Start of Data provided
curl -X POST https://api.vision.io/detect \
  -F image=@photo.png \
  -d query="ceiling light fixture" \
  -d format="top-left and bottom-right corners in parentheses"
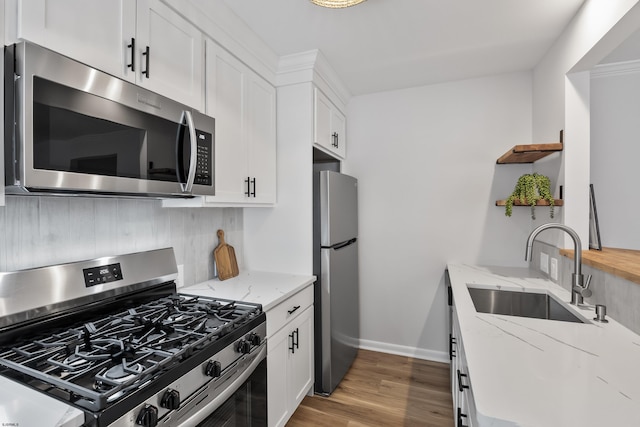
top-left (310, 0), bottom-right (366, 8)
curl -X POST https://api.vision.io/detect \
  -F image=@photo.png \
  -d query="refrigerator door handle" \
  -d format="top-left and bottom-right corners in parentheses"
top-left (322, 238), bottom-right (357, 251)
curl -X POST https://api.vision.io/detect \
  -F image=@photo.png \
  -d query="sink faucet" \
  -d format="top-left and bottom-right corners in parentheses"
top-left (525, 223), bottom-right (592, 305)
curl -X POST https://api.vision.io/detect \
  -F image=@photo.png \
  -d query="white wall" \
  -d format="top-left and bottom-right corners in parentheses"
top-left (532, 0), bottom-right (640, 249)
top-left (590, 64), bottom-right (640, 249)
top-left (343, 71), bottom-right (533, 360)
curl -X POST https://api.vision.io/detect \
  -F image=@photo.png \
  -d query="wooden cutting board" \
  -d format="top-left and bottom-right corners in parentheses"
top-left (214, 229), bottom-right (239, 281)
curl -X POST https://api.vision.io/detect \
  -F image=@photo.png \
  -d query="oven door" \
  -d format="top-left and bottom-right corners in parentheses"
top-left (177, 343), bottom-right (267, 427)
top-left (195, 358), bottom-right (267, 427)
top-left (7, 42), bottom-right (215, 197)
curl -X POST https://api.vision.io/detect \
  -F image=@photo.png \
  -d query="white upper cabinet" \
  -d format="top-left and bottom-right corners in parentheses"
top-left (135, 0), bottom-right (203, 110)
top-left (204, 40), bottom-right (276, 205)
top-left (17, 0), bottom-right (203, 110)
top-left (206, 42), bottom-right (247, 202)
top-left (17, 0), bottom-right (136, 82)
top-left (246, 73), bottom-right (277, 204)
top-left (314, 87), bottom-right (346, 159)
End of Data provided
• Your assignment
Without including any pictures, output each entry above exactly as it appears.

• Worked solution
curl -X POST https://api.vision.io/detect \
  -F image=@photo.png \
  -d query="ceiling light fixture" \
  -d format="top-left and bottom-right corners in parentheses"
top-left (310, 0), bottom-right (366, 8)
curl -X POST https://api.vision.io/detect \
  -F image=@photo.png \
  -d query="refrigerator door handle" \
  -d format="top-left and bottom-right corners in parentheses"
top-left (322, 238), bottom-right (357, 251)
curl -X POST https://api.vision.io/detect \
  -F image=@photo.png \
  -d query="sink faucet" \
  -d format="top-left and bottom-right corners in parentheses"
top-left (525, 223), bottom-right (592, 305)
curl -X POST https://api.vision.io/detect \
  -F image=@photo.png \
  -d query="white wall" \
  -d format="top-left and bottom-right corners in parentheses"
top-left (532, 0), bottom-right (640, 249)
top-left (590, 64), bottom-right (640, 249)
top-left (343, 71), bottom-right (533, 360)
curl -X POST https://api.vision.io/detect \
  -F image=@photo.png \
  -d query="wooden cutting board" \
  -d format="top-left and bottom-right corners in parentheses"
top-left (214, 229), bottom-right (239, 281)
curl -X POST https://api.vision.io/detect \
  -F image=@photo.png \
  -d query="oven door" \
  -d format="top-left and bottom-right corners in parentheses"
top-left (177, 343), bottom-right (267, 427)
top-left (195, 358), bottom-right (267, 427)
top-left (7, 42), bottom-right (215, 197)
curl -X POST https://api.vision.io/detect \
  -F image=@photo.png \
  -d query="white upper cabinet" \
  -d format="top-left and bottom-right corners in parentheses"
top-left (135, 0), bottom-right (203, 110)
top-left (204, 40), bottom-right (276, 205)
top-left (17, 0), bottom-right (203, 110)
top-left (206, 42), bottom-right (247, 202)
top-left (17, 0), bottom-right (136, 82)
top-left (246, 73), bottom-right (277, 204)
top-left (314, 87), bottom-right (346, 159)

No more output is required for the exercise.